'''

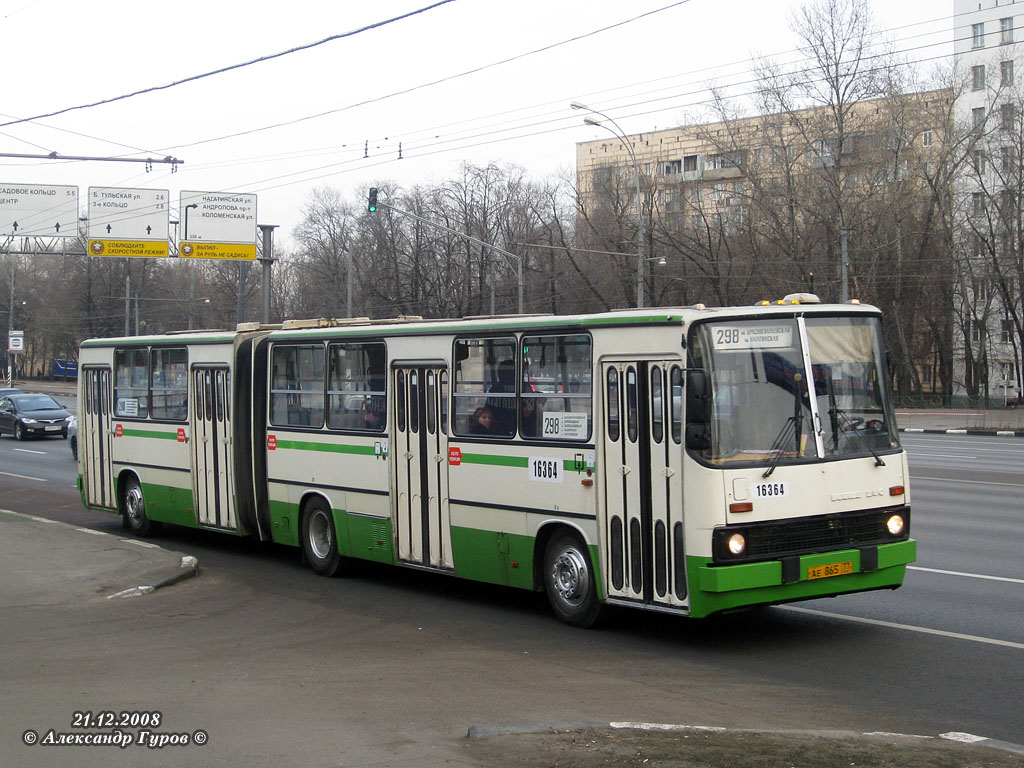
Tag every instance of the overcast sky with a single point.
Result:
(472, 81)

'''
'''

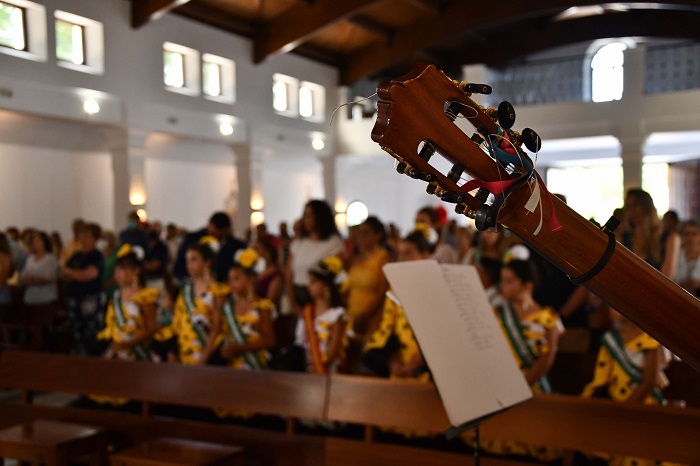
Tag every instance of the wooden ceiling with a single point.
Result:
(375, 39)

'''

WHAT YOU SHOULD DO:
State how many lines in the items above contain the string "point", with letter case taken into account. Provide only the number.

ANSWER TO THIS EXERCISE:
2